Written task: Update the listing below by changing every "shelf audit" to "street scene" and leaving all other text as it is. Omit the pictures from your version.

Source records:
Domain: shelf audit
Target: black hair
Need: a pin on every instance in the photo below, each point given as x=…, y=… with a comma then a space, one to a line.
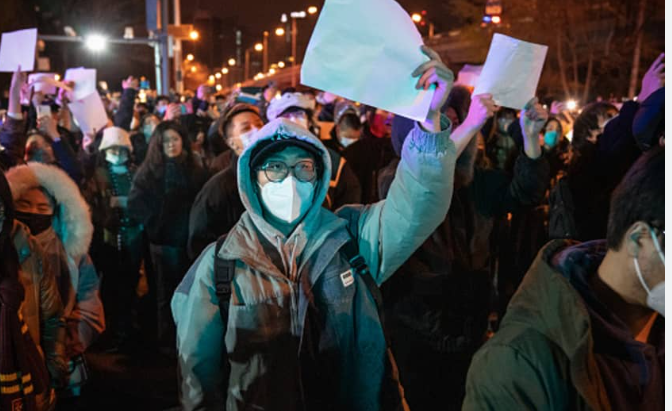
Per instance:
x=155, y=158
x=459, y=100
x=350, y=121
x=587, y=122
x=639, y=197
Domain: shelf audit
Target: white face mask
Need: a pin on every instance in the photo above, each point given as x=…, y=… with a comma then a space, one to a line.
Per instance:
x=289, y=199
x=115, y=159
x=346, y=141
x=655, y=298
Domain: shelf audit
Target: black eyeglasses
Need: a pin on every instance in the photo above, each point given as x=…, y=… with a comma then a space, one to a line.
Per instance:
x=277, y=171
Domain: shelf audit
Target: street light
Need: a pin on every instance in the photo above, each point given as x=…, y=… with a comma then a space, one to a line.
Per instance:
x=420, y=18
x=295, y=33
x=96, y=42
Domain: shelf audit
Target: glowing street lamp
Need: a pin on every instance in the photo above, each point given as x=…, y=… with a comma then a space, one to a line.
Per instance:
x=96, y=43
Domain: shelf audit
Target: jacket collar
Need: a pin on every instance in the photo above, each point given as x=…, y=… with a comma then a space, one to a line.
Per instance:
x=547, y=302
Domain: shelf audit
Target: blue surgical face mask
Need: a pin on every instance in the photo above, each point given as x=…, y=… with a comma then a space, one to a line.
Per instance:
x=551, y=138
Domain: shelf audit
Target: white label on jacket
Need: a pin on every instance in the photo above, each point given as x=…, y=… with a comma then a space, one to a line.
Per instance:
x=347, y=279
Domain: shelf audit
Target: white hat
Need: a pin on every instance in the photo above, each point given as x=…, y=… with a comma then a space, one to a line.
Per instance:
x=115, y=137
x=279, y=105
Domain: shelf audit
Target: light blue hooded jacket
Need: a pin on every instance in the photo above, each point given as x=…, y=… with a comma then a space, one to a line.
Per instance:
x=300, y=335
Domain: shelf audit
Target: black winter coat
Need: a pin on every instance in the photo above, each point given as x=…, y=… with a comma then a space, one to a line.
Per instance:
x=161, y=199
x=438, y=303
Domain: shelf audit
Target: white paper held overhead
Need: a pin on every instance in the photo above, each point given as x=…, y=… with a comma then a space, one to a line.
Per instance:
x=468, y=76
x=17, y=48
x=366, y=51
x=85, y=82
x=44, y=82
x=89, y=113
x=511, y=71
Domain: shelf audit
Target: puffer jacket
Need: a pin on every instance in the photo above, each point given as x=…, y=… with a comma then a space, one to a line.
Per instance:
x=65, y=247
x=560, y=348
x=42, y=308
x=299, y=336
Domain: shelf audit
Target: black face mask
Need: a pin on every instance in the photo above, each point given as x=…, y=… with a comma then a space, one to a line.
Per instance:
x=37, y=223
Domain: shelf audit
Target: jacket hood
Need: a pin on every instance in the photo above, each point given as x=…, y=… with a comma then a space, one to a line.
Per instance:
x=316, y=224
x=72, y=219
x=548, y=303
x=280, y=129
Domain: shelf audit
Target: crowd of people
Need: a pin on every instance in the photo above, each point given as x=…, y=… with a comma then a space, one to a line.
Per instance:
x=298, y=250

Output:
Domain: street scene
Target: black hair
Need: a pin on every instance in the photo below, each point given as x=…, y=… with a comma then a space, one to a line.
Per instance:
x=155, y=158
x=459, y=100
x=350, y=121
x=587, y=122
x=639, y=197
Domain: street scene
Target: white face mask
Need: a pin on every instance in the photo above, each point given as x=…, y=… with a comma then a space, one to a line.
Per instance:
x=289, y=199
x=115, y=159
x=346, y=141
x=655, y=298
Domain: street scene
Target: black eyeglasses
Need: a pin on every instance in the photo above, each point given as x=…, y=… with a comma then a space, one to a line.
Per instance:
x=277, y=171
Domain: street scene
Target: street light
Need: a pin on every instance in the photo above, each point given as x=…, y=… with a comma then a space, one to a line.
Per instance:
x=420, y=18
x=295, y=33
x=96, y=42
Domain: street scene
Target: glowing street lamp
Need: a pin on every instance in the photo above, each point given as x=…, y=… with a comma then a space, one to a line.
Per instance:
x=96, y=43
Domain: street scene
Target: jacket collar
Need: a pin on every instance in the photo above, each point given as x=…, y=… with a comma then a space, one to a line.
Per instance:
x=547, y=302
Domain: street scene
Target: blue surgical face mask
Need: a pin on every instance in the photo above, each point given as x=…, y=… with a comma then a space, one to a line.
Per instance:
x=551, y=138
Domain: street scene
Target: white label on jacket
Need: a pin on every instance in the photo above, each point given as x=…, y=… with a comma then a space, one to a line.
Per instance:
x=347, y=279
Domain: street scene
Target: white hat
Need: a pin on every instance in the photo above, each point given as x=…, y=… with a comma then a space, one to a line.
Per instance:
x=115, y=137
x=279, y=105
Domain: street scene
Target: light blue hooded jacket
Need: a pin on every instance in the photo above, each point given as x=…, y=… with a comma then a space, one to a line.
Per instance:
x=300, y=335
Domain: street scene
Target: black winter coat
Need: a pin on every instance in the photo above, each point given as x=…, y=… with a comma then a space, one to a line.
Per instance:
x=161, y=199
x=438, y=303
Domain: street scene
Target: white paper held overhead
Need: a pin on every instance in the photo above, each point given as x=…, y=… with a comma then a space, one to a line.
Per instance:
x=468, y=76
x=17, y=48
x=366, y=51
x=85, y=82
x=44, y=82
x=89, y=113
x=511, y=71
Domain: street scene
Target: puffer jacket
Need: a pin on every instance in the photo above, each point given as x=…, y=… with a comma then a space, one to a line.
Per instance:
x=65, y=247
x=560, y=348
x=42, y=308
x=299, y=336
Domain: street scene
Target: black face mask
Need: a pin on every instance in the photo above, each point given as x=…, y=… with a comma then a space, one to a line.
Per instance:
x=37, y=223
Domain: street scene
Target: jacket hood
Need: a pin on every instance in the photo above, each point given as x=…, y=… with a comma then a space, one to a line.
Per instance:
x=316, y=224
x=72, y=219
x=548, y=303
x=280, y=129
Domain: street scene
Target: crowd of people
Need: a pin on every instance in the photo above, each point given as x=…, y=… with a comma then a space, one to a line.
Per instance:
x=298, y=250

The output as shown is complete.